What the task asks: Copy every line of the records below word for word, but leave out the pictures.

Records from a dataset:
■ ■ ■ ■ ■ ■ ■

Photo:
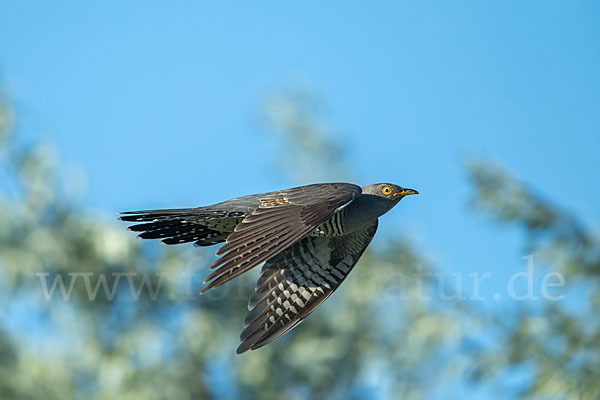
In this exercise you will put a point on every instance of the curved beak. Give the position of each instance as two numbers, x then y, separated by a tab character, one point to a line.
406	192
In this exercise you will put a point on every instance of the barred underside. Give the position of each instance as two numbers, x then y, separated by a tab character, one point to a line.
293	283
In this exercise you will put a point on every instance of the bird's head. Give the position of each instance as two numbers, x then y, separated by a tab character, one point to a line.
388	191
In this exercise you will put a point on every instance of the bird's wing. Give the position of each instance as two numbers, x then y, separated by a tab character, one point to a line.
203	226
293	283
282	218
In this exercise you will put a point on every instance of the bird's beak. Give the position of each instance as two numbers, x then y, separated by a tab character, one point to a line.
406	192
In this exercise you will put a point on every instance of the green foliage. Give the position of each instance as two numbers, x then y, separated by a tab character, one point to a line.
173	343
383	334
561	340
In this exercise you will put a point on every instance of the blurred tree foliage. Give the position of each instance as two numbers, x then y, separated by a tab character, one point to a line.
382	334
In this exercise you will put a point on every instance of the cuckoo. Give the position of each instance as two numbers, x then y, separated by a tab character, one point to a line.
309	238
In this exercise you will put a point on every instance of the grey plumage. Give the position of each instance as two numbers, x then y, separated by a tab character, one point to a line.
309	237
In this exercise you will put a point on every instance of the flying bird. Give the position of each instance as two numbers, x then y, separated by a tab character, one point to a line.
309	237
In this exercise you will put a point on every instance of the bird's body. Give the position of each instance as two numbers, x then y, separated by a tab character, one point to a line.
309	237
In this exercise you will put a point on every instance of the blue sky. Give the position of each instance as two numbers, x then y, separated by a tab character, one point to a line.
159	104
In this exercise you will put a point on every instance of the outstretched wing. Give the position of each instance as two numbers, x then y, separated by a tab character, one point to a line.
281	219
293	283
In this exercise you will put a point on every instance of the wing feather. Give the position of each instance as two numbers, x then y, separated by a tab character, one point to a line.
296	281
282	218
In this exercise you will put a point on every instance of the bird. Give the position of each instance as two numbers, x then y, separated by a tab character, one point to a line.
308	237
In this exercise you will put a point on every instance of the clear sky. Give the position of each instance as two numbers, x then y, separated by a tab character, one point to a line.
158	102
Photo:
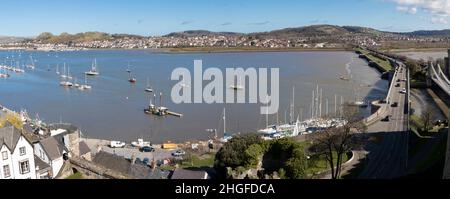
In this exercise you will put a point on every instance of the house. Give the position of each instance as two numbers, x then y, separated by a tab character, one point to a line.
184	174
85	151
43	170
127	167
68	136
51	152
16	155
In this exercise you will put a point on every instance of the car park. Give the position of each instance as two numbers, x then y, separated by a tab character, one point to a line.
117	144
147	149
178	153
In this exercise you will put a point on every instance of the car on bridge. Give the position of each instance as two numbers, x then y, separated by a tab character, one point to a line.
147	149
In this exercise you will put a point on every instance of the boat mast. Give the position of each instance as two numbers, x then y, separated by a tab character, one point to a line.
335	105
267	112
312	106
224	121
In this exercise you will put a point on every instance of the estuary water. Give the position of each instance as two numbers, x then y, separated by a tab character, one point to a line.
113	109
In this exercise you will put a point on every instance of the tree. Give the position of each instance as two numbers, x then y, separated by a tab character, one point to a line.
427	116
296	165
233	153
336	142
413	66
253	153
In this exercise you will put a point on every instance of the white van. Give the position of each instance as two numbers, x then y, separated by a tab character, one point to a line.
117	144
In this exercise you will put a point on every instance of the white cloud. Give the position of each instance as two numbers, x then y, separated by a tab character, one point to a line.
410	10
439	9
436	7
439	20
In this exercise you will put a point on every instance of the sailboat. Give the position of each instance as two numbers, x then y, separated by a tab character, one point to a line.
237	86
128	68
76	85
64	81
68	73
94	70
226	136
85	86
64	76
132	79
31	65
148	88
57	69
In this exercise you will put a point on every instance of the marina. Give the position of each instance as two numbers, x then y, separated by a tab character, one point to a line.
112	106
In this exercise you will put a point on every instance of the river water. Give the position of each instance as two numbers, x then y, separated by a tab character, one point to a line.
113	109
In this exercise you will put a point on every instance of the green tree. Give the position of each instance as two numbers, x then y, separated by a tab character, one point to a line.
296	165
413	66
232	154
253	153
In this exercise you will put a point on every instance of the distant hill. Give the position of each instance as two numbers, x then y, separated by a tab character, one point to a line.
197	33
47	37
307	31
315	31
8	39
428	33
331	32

■ ■ ■ ■ ■ ■ ■

Response to this exercise:
Photo:
In this exercise you will put a point on every instance of the curved beak. Give the position of each instance as two numbers, x then y, separated by a tab character, one point to a line.
406	192
In this exercise you will put a point on every instance of the barred underside. Give the position of each instance as two numbers, x then y, separated by a tab character, one point to a line.
293	283
In this exercise you will put a point on every instance of the bird's head. Give the position of each instance as two numbers, x then y, separated by a tab character, one point to a line.
388	191
In this exercise you will put a point on every instance of the bird's wing. Give the position of each instance as two numbers, x then y, separated by a tab character, one point to a line.
203	226
293	283
282	218
In this exercise you will put a point on every instance of the bird's beak. Give the position of each instance as two numbers, x then y, separated by a tab character, one point to a line.
406	192
In this exercise you will put a point on every instance of the green foliage. Give the position of each instance as two numbers, x then y, separated by a tab character, one point to a line.
173	343
383	334
561	340
In this exercise you will put a point on every instance of the blurred tree foliage. Give the position of each instance as two numbers, x then y, separated by a tab character, one point to a line.
382	334
In this exercise you will put a point on every instance of the cuckoo. Give the position of each instance as two numbers, x then y, separated by a tab character, one point to a line.
309	238
In this exercise you will put a point on every instance of the grey plumage. Give the position of each instance as two numbers, x then y, separated by a tab character, one point to a line.
309	237
In this exercise you will put a point on every instance of the flying bird. Give the position of each instance as two numbers, x then y, separated by a tab character, one point to a line.
309	237
In this exercise you will put a point on every instance of the bird's body. Give the position of each instance as two numbers, x then y, separated by a tab character, one point to a line.
309	237
In this exercise you will put a point on every instance of the blue sky. Give the position of each instance as two numbers, x then y, separated by a tab character, one point to a line.
159	104
In this exercise you will put a point on every instance of the outstretched wing. Give the position of each instance as two numbers, x then y, separated by a tab character, one point to a line.
281	219
293	283
In this exercise you will put a point on every instance of the wing feather. Give the position of each instance as two numbers, x then y, separated by a tab character, one point to a line.
296	281
282	218
In this exercise you will put a point on every instance of the bird. Give the position of each instance as two numbers, x then y, separated by a tab character, one point to a line.
308	237
In this exercise you will put a point on every instance of the clear sky. Give the position of each instance as two numbers, x then y, separated by a tab character, one point to a line.
158	102
Photo:
In this exercise you will put a point on every instance of the house. Give the position of each instance as two numbers, x then y, separated by a tab character, one point to a line.
184	174
85	151
43	170
127	167
68	136
51	152
16	155
In this exercise you will put a point on every instance of the car park. Give the position of each instance as two numbers, x then y, separated by a tab character, one point to a line.
117	144
147	149
178	153
In this exercise you will put a point on every instance of the car on bridge. Give the position of each instance as two numbers, x then y, separated by a tab character, one point to a line.
147	149
In this exercise you will put a point on every instance of the boat mast. Give the position of each instance as two numbers, x then y, separated by a tab character, one point to a line.
335	105
267	112
312	106
224	121
In this exercise you will put a point on every instance of the estuary water. Give the position of each instance as two numbers, x then y, separated by a tab character, one point to a line.
113	109
In this exercise you will put a point on every instance of the tree. Give the position of each instance as two numbers, x then y, separated by a tab character, one point to a line.
427	116
296	165
233	153
336	142
413	66
253	153
In this exercise you will put a point on every instance of the white van. Give the position of each instance as two numbers, x then y, separated by a tab character, one point to a line.
117	144
In this exercise you will put a point on every instance of the white cloud. Give the position of each instance as two numbers, x then y, separated by a tab character, one point to a line.
410	10
439	9
436	7
439	20
In this exercise you will put a point on every instance of the sailboat. Give the position of each instance as two numbers, x then y, separated by a tab character, one point to a line.
237	86
128	68
76	85
64	81
68	73
94	70
226	136
85	86
64	76
132	79
31	65
148	88
57	69
In this exercise you will put a point on every instance of the marina. Give the position of each instance as two numbers, x then y, separated by a tab character, one point to a line.
112	106
In this exercise you will put a point on every instance of the river water. Give the position of each instance as two numbers, x then y, separated by a tab character, one point to a line.
113	109
In this exercise you will put a point on every instance of the green tree. Give the position of each instance as two numbers, x then y, separated by a tab character, one point to a line.
296	165
413	66
232	154
253	153
In this exercise you will put a point on every instance of the distant hill. Give the position of each instance as two numbers, x then y, separated by a tab character, one point to a line.
197	33
47	37
307	31
315	31
8	39
428	33
331	32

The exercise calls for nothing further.